### OBJECTIVE
Print the data below verbatim, from its first line through the line that contains "561), (665, 784)]", and include that line.

### ITEMS
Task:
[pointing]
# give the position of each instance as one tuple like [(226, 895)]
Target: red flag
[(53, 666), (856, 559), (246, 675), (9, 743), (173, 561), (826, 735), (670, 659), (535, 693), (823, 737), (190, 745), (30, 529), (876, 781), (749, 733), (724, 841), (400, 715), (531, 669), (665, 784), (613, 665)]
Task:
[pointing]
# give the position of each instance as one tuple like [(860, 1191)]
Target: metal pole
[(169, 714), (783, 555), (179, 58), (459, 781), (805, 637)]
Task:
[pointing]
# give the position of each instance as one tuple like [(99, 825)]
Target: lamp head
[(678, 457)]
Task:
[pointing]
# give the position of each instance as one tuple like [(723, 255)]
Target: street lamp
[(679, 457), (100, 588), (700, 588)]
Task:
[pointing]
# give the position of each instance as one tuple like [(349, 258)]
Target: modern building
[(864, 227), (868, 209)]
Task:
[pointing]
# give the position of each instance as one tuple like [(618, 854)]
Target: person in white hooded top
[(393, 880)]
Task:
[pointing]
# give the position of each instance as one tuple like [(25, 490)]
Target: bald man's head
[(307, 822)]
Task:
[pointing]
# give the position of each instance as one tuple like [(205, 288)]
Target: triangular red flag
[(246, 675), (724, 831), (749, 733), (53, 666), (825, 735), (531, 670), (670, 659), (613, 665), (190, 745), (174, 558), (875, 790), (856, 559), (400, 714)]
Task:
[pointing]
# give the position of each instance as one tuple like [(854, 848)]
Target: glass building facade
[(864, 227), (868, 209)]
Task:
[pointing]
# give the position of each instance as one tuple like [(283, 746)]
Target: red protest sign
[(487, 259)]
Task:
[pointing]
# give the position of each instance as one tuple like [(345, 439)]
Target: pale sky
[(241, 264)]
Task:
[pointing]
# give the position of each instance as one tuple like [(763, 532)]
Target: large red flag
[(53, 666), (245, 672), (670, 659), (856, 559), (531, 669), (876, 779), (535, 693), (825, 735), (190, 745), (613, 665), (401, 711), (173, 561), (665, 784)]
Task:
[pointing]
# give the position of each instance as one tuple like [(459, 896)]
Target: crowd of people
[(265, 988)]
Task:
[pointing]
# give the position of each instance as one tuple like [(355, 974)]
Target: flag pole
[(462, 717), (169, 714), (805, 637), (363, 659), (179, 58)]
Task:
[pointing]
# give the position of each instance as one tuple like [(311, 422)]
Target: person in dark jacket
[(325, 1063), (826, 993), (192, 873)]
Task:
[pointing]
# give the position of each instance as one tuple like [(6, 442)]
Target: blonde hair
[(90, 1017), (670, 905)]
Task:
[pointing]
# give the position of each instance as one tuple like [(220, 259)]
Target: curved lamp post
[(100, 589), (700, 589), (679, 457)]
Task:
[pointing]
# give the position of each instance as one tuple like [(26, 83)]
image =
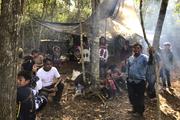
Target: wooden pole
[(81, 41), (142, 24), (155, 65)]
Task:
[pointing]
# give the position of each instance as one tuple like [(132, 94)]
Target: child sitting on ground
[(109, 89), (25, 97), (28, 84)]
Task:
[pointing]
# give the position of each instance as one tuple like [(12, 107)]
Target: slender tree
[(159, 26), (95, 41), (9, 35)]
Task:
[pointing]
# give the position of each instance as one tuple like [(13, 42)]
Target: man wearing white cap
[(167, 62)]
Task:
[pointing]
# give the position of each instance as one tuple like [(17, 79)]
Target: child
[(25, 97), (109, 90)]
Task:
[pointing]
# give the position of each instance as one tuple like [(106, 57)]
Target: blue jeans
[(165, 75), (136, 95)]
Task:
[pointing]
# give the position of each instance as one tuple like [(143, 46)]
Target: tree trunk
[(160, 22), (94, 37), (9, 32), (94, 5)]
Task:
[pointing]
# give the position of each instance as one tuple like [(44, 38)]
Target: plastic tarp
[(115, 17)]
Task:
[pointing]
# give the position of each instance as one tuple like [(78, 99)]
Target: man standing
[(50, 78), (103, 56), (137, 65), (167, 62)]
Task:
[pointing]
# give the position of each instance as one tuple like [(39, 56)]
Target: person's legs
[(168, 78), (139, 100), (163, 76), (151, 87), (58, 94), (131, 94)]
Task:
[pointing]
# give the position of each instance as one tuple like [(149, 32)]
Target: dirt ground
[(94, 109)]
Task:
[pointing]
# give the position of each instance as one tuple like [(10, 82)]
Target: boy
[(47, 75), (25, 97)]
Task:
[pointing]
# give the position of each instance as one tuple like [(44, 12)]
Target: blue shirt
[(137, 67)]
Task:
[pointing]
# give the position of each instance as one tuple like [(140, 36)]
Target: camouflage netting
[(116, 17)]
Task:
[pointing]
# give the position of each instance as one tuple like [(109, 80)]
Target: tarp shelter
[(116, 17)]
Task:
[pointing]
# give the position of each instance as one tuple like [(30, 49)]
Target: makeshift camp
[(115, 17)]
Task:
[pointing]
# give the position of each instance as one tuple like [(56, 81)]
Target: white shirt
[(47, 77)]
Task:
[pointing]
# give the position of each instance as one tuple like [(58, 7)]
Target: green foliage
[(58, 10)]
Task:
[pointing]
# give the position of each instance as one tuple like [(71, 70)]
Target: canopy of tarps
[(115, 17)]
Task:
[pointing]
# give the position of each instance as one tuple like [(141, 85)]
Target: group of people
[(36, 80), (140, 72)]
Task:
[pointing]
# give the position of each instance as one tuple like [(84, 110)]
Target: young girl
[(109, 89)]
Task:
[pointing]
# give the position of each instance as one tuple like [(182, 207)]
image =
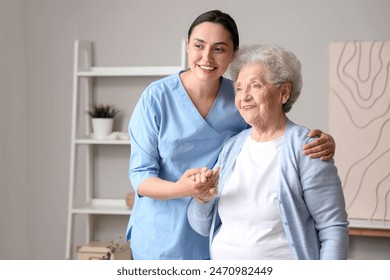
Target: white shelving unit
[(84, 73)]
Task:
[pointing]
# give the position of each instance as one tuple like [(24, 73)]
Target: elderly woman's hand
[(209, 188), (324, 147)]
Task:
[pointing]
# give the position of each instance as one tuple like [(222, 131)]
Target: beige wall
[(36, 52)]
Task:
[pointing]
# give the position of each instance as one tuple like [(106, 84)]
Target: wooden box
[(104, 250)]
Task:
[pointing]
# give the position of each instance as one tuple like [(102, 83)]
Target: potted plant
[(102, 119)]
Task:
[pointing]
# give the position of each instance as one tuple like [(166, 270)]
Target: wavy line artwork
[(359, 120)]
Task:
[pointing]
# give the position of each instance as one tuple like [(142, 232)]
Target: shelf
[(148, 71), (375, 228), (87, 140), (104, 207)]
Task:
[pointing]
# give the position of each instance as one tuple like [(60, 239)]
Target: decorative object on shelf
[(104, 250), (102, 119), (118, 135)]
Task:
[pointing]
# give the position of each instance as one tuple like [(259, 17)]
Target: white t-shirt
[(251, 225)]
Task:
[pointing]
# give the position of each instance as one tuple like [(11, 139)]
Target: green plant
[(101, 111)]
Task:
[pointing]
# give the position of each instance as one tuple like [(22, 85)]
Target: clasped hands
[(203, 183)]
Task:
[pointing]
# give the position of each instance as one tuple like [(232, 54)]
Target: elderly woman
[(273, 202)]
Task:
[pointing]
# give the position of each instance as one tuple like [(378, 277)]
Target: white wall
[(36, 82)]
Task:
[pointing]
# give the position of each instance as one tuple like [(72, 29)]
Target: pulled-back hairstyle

### EXERCISE SOLUTION
Task:
[pointing]
# give the position of each instance as one tuple like [(226, 895)]
Target: red flag
[(53, 666), (856, 559), (246, 675), (9, 743), (173, 561), (826, 735), (670, 659), (535, 693), (823, 737), (190, 745), (30, 529), (876, 781), (749, 733), (724, 841), (400, 715), (531, 669), (665, 784), (613, 665)]
Task:
[pointing]
# give the position of each instance as one tuple like [(860, 1191)]
Target: metal pole
[(169, 714), (783, 555), (179, 58), (459, 781), (805, 637)]
Task:
[pointing]
# give the position of each instance as one tuple like [(99, 825)]
Target: lamp head
[(678, 457)]
Task:
[pointing]
# give the position of each instance as one tuple like [(723, 255)]
Target: street lamp
[(679, 457), (100, 588), (700, 588)]
Task:
[pointing]
# give the position of each instance as one tuple like [(349, 258)]
Target: modern building
[(864, 227), (868, 209)]
Task:
[pointing]
# give the position of each instance as one tuple like [(618, 854)]
Target: person in white hooded top
[(393, 880)]
Task:
[pointing]
# give the position of each instance as one tuple like [(25, 490)]
Target: bald man's head
[(307, 822)]
Task:
[pointing]
# give the position of each instance as one tuple like [(205, 288)]
Target: triangular red flag
[(246, 675), (724, 831), (749, 733), (53, 666), (825, 735), (531, 670), (670, 659), (613, 665), (190, 745), (174, 558), (875, 790), (856, 559), (400, 714)]
Task:
[pointing]
# give the position of each instance as one tuple like [(854, 848)]
Target: glass building facade
[(864, 227), (868, 209)]
Task:
[pointing]
# give the position of each instance as one tuple like [(283, 746)]
Target: red protest sign
[(487, 259)]
Task:
[pointing]
# give the position of each instance as one tuple like [(345, 439)]
Target: pale sky
[(241, 264)]
Task:
[pointing]
# give the position of each instance as one tuple like [(763, 532)]
Target: large red flag
[(53, 666), (245, 672), (670, 659), (856, 559), (531, 669), (876, 779), (535, 693), (825, 735), (190, 745), (613, 665), (401, 711), (173, 561), (665, 784)]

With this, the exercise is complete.